» INSTRUÇÃO 1
Responda com base no texto sobre a casa em Solonópole:
(a) A quantos quilômetros de Fortaleza ficava Solonópole?
(b) Quantos habitantes tinha o município?
(c) Em que rua ficava a casa onde eram passadas as férias?
» INSTRUÇÃO 2
Informe todas as linhas dos registros em que aparece a palavra "emperor".

A CASA TINHA UM QUÊ DE ALEGRIA




Era localizada em Solonópole, a 300 quilômetros de Fortaleza. Para chegar até lá, era preciso pegar uma estrada esburacada, barrenta e sem sinalização que começava na BR-226 e terminava na CE-371.  O caminho se tornava perigoso pela quantidade de animais soltos nas rodovias: vacas, bodes, carneiros e principalmente cavalos e jumentos. Os “marinheiros de primeira viagem” pareciam estar indo para o inferno de tão melancólicos. Em uma coisa eles tinham razão: o lugar era mesmo muito quente, úmido e afastado do progresso.
O município possuía dezessete mil habitantes. Nada mal para um lugar considerado fantasma até pelos próprios moradores que, de tão ranzinzas, pouco saíam das residências. Não havia um rio para se refrescar nem barzinho para se divertir. Sequer uma loja para fazer compras! Era a treva! À noite, algumas famílias mais irrequietas colocavam suas cadeiras nas calçadas para falar mal da vida alheia. A maioria, donas de casa desesperadas por algo a mais. As muriçocas famintas e grandes como as formigas tanajuras eram suas únicas companhias.
Nada disso tinha importância porque ali, uma vez por ano, eu era feliz. A casa em que eu costumava passar minhas férias ficava na rua da Igreja Matriz. Volumosa, altiva, soberba, elegante, clássica, espaçosa, aconchegante, linda – ufa! - ainda é pouco para defini-la. Ela parecia um paraíso no meio do deserto. Tia Ziuna, uma senhora sessentona de “rédeas curtas”, fazia-se de líder para controlar os empregados e manter o aspecto saudável do casarão centenário. Se não fosse pelo seu temperamento forte e decisivo, talvez, não tivesse tido a oportunidade de conhecer esse local tão maravilhoso. O tempo tê-la-ia o transformado em ruínas.

» REGISTROS
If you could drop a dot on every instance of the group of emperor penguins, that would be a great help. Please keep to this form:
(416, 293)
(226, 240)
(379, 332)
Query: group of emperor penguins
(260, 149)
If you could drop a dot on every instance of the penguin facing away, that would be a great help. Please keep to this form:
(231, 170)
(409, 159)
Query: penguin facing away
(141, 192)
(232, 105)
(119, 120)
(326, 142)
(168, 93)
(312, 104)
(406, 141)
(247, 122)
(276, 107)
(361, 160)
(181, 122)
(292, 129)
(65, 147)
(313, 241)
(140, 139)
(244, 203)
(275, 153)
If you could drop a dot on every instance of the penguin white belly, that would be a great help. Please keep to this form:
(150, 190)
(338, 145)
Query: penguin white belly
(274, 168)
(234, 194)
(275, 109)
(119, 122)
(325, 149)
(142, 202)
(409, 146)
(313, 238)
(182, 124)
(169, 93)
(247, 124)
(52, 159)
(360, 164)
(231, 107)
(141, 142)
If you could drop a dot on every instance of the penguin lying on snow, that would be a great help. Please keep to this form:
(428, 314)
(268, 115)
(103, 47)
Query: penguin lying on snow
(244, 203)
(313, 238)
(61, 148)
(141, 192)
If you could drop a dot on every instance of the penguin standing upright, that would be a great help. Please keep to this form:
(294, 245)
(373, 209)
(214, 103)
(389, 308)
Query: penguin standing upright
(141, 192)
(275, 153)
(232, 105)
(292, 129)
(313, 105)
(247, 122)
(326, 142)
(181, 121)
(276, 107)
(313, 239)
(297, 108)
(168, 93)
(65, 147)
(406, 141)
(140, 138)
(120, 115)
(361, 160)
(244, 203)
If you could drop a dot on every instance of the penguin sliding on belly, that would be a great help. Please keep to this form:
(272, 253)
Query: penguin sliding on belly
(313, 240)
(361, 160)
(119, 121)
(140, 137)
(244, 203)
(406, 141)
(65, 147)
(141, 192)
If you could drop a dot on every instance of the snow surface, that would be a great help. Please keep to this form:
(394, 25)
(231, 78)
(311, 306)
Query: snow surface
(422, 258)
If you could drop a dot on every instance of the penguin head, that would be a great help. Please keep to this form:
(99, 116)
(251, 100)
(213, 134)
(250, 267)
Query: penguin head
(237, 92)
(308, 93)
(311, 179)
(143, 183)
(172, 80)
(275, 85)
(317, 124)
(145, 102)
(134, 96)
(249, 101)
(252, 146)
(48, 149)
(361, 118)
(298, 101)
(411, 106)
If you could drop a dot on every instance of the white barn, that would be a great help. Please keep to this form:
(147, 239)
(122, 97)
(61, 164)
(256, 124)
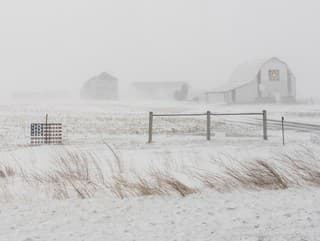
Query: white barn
(269, 80)
(100, 87)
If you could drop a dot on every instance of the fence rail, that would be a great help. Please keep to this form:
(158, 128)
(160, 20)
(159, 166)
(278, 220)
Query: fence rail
(208, 115)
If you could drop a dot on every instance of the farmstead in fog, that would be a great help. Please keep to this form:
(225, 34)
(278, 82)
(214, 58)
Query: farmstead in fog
(269, 80)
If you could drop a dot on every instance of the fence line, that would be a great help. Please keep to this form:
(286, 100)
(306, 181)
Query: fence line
(208, 115)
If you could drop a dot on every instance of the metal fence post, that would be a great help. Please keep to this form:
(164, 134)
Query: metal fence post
(150, 126)
(208, 125)
(265, 129)
(282, 125)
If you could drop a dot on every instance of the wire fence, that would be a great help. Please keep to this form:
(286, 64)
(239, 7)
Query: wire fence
(207, 115)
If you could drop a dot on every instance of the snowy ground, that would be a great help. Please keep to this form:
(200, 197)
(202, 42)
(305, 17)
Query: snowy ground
(266, 215)
(31, 211)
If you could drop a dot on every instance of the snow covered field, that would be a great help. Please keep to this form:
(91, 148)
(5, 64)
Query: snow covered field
(105, 157)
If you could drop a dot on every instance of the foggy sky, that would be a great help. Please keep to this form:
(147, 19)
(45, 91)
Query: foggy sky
(60, 44)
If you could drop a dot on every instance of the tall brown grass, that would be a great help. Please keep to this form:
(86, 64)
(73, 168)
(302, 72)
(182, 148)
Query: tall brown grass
(77, 174)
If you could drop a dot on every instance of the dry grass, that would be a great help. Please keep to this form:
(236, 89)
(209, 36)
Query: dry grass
(81, 175)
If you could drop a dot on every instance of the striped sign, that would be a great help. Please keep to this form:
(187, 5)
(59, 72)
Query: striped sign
(46, 133)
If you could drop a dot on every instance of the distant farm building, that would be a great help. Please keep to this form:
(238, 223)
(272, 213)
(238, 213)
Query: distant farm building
(101, 87)
(162, 90)
(269, 80)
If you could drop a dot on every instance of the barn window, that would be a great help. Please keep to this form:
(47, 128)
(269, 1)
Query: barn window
(274, 74)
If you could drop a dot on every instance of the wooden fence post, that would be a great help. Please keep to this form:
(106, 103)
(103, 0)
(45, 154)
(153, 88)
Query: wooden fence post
(265, 128)
(150, 126)
(208, 126)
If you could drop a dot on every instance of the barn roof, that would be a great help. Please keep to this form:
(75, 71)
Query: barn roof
(104, 76)
(244, 74)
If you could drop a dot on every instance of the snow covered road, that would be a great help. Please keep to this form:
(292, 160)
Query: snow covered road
(292, 214)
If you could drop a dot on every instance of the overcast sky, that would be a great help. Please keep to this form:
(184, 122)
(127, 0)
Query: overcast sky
(60, 44)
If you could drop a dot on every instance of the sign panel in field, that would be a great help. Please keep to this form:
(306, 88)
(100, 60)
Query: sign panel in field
(46, 133)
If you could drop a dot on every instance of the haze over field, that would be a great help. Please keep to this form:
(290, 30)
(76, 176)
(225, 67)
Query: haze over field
(60, 44)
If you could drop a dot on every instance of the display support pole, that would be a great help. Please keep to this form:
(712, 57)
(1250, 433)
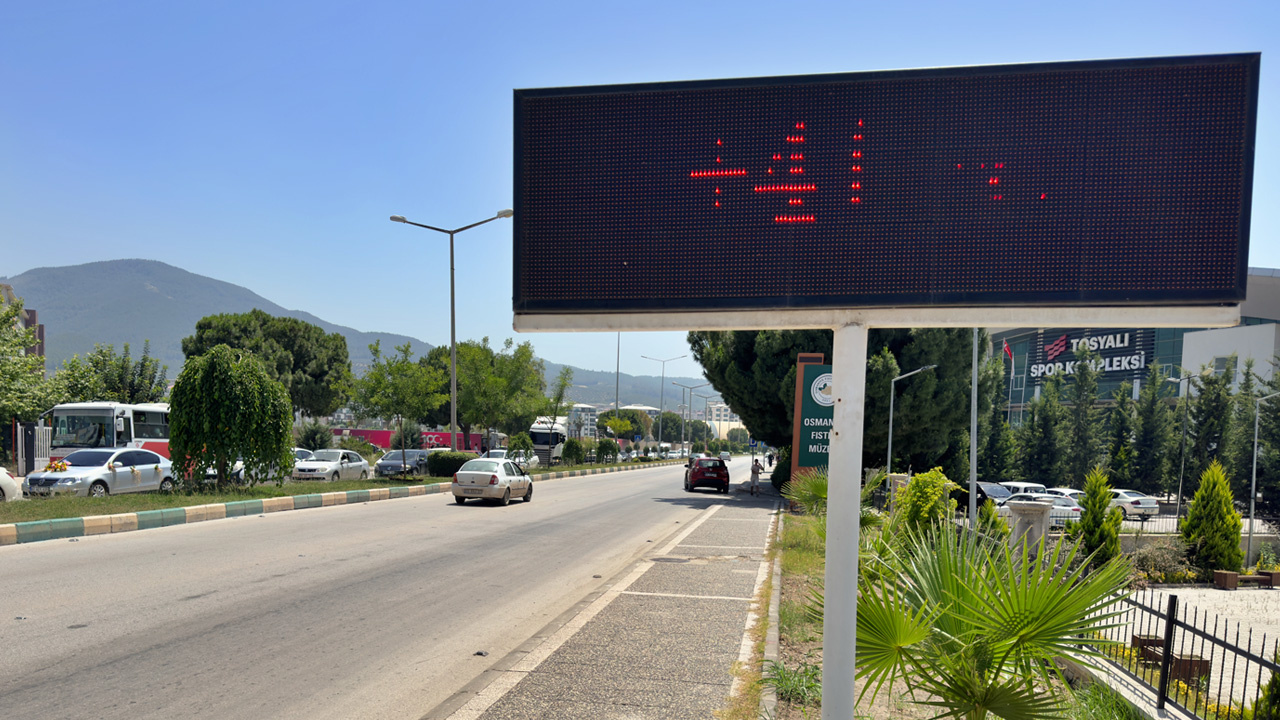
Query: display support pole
(844, 506)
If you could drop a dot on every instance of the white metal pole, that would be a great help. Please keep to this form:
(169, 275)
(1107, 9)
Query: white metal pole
(844, 500)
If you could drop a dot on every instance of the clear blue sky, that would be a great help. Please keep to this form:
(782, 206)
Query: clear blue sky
(265, 144)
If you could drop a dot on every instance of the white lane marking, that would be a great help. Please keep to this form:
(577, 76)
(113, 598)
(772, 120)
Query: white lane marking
(501, 686)
(745, 650)
(689, 596)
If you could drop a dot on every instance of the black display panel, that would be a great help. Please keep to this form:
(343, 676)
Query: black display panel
(1112, 182)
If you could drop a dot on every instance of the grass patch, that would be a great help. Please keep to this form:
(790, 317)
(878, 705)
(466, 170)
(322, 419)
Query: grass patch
(69, 506)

» RESPOSTA ESCRITA 1
(a) A 300 quilômetros.
(b) Dezessete mil habitantes.
(c) Na rua da Igreja Matriz.

» RESPOSTA ESCRITA 2
If you could drop a dot on every instance of the group of emperor penguins, that would be a great help. Please keep to this form:
Query: group of emperor penguins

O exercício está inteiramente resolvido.